--- Start Document extract ---

Use energy method to solve modified heat equation A question in my PDE class is 
Suppose $a(x) = a_{ij}(x)$ takes values in the class of symmetric, positive definite $n \times n$ matrices. Consider the PDE
$$u_t = \sum_{i,j=1}^n \frac{\partial}{\partial x_i}\left( a_{ij}(x) \frac{\partial u}{\partial x_j} \right)$$
in a bounded domain $\Omega$, with intial condition $u=u_0(x)$ at $t=0$ and a Dirichlet boundary condition $u=g$ at $\partial \Omega$. Use the "energy method" to show there can be at most one solution.
In the past, we have used the energy method to show uniqueness by multiplying both sides by $u$ and integrating:
$$\int_{\Omega}uu_t= \frac12 \frac{d}{dt}\int_{\Omega}u^2 = \int_{\Omega} u \sum_{i,j=1}^n \frac{\partial}{\partial x_i}\left( a_{ij}(x) \frac{\partial u}{\partial x_j} \right),$$
and attempting to show somehow that the right hand side must be negative, therefore if there are two solutions $u_1$ and $u_2$, their difference has zero initial state, and $\frac{d}{dt}\int_{\Omega}u^2 dx \leq 0$ shows that it must remain there, so their difference is the zero solution, and therefore the solution is unique.
Here I am trying to use the positive definiteness of $a(x)$ to show that the right hand side must be negative. If we can write it in the form $\int_{\Omega} -\langle a(x)\vec{v}, \vec{v}\rangle$ we will be done. But so far I have not been able to do so. 
If we apply the chain rule we get 
$$\frac12 \frac{d}{dt}\int_{\Omega}u^2 = \int_{\Omega} u \sum_{i,j=1}^n \left( \frac{\partial a_{ij}}{\partial x_i} \frac{\partial u}{\partial x_j} + a_{ij}(x)\frac{\partial^2 u}{\partial x_i \partial x_j}\right),$$
but I'm not getting anywhere with that. Any ideas?

--- End Document extract ---
--- Start Records ---

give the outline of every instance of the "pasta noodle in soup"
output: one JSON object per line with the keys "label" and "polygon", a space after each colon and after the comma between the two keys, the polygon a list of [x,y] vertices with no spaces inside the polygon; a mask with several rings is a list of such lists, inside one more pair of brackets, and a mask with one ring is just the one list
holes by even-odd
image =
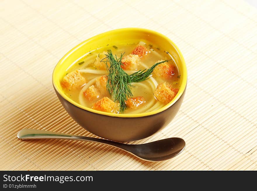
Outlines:
{"label": "pasta noodle in soup", "polygon": [[[145,80],[129,84],[131,95],[124,97],[122,103],[115,100],[115,94],[119,92],[113,89],[113,92],[110,92],[107,87],[109,84],[110,88],[112,84],[108,80],[112,63],[107,56],[111,50],[114,58],[116,56],[118,60],[123,54],[118,69],[124,70],[127,76],[162,62]],[[115,78],[117,76],[113,77],[112,79],[119,80]],[[105,112],[132,114],[150,112],[169,103],[178,93],[180,79],[172,56],[161,47],[145,41],[108,45],[88,53],[64,74],[60,84],[67,96],[82,106]],[[123,110],[122,104],[125,108]]]}

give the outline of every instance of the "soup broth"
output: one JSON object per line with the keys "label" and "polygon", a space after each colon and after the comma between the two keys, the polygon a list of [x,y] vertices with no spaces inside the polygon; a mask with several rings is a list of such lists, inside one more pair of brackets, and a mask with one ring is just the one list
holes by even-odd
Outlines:
{"label": "soup broth", "polygon": [[[106,55],[110,50],[118,58],[124,53],[121,67],[129,75],[148,69],[157,62],[169,60],[156,66],[147,79],[131,83],[133,96],[126,98],[126,109],[123,112],[119,110],[119,103],[113,101],[113,95],[107,89],[108,71],[103,61],[106,60]],[[150,112],[166,105],[177,93],[180,79],[172,55],[161,47],[144,41],[108,45],[88,53],[64,74],[61,84],[67,96],[82,106],[106,112],[129,114]]]}

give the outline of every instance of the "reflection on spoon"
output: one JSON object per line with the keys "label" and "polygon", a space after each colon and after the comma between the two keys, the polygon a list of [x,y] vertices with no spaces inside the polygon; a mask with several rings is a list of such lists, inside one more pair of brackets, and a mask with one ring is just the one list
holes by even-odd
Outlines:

--- End Records ---

Stated exercise A: Transcribe the passage of the forum post on the energy method, starting at "Use energy method" and ending at "most one solution.".
Stated exercise B: In the forum post on the energy method, what boundary condition is imposed on the boundary of the domain?

Complete response A:
Use energy method to solve modified heat equation A question in my PDE class is 
Suppose $a(x) = a_{ij}(x)$ takes values in the class of symmetric, positive definite $n \times n$ matrices. Consider the PDE
$$u_t = \sum_{i,j=1}^n \frac{\partial}{\partial x_i}\left( a_{ij}(x) \frac{\partial u}{\partial x_j} \right)$$
in a bounded domain $\Omega$, with intial condition $u=u_0(x)$ at $t=0$ and a Dirichlet boundary condition $u=g$ at $\partial \Omega$. Use the "energy method" to show there can be at most one solution.

Complete response B: A Dirichlet boundary condition, $u=g$ on $\partial \Omega$.